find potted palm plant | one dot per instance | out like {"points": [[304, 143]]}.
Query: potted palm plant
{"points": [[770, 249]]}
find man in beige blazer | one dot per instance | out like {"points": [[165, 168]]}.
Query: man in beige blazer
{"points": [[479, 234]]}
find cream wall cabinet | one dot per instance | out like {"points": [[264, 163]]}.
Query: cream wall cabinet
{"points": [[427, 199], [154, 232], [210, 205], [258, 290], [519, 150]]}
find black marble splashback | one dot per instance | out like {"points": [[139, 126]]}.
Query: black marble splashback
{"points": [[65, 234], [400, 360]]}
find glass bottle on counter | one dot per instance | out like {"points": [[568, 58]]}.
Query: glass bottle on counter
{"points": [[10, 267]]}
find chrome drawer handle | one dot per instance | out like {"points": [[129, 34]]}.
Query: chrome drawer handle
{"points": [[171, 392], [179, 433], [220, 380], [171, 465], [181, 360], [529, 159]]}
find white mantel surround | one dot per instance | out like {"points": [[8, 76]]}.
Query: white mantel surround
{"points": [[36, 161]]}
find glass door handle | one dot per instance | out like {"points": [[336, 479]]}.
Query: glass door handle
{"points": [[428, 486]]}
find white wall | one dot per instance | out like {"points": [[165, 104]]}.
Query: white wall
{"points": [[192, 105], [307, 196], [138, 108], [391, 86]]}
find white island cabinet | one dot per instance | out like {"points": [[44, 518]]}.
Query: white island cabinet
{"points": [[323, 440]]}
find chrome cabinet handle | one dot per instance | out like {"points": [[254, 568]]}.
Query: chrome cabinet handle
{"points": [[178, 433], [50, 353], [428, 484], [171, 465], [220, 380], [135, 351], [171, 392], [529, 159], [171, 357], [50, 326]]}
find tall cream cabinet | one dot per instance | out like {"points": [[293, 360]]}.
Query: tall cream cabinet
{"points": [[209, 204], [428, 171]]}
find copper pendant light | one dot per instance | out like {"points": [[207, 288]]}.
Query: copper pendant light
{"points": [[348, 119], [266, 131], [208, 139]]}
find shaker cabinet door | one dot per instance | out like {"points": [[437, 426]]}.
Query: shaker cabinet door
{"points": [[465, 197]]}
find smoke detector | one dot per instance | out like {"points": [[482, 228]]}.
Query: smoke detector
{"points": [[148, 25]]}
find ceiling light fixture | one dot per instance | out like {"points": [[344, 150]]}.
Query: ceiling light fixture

§ YOUR INSTRUCTIONS
Within the listing above, locate the line containing "Query: glass door handle" and the line containing "find white island". Reproduce those two lines and all lines between them exactly, with nothing added.

§ ANSWER TO THE PROBLEM
Query: glass door handle
{"points": [[428, 486]]}
find white wall | one dot per instance | out like {"points": [[165, 104]]}.
Query: white wall
{"points": [[192, 105], [307, 196], [138, 108], [391, 86]]}
find white island cabinet | one dot per instance | out like {"points": [[44, 518]]}.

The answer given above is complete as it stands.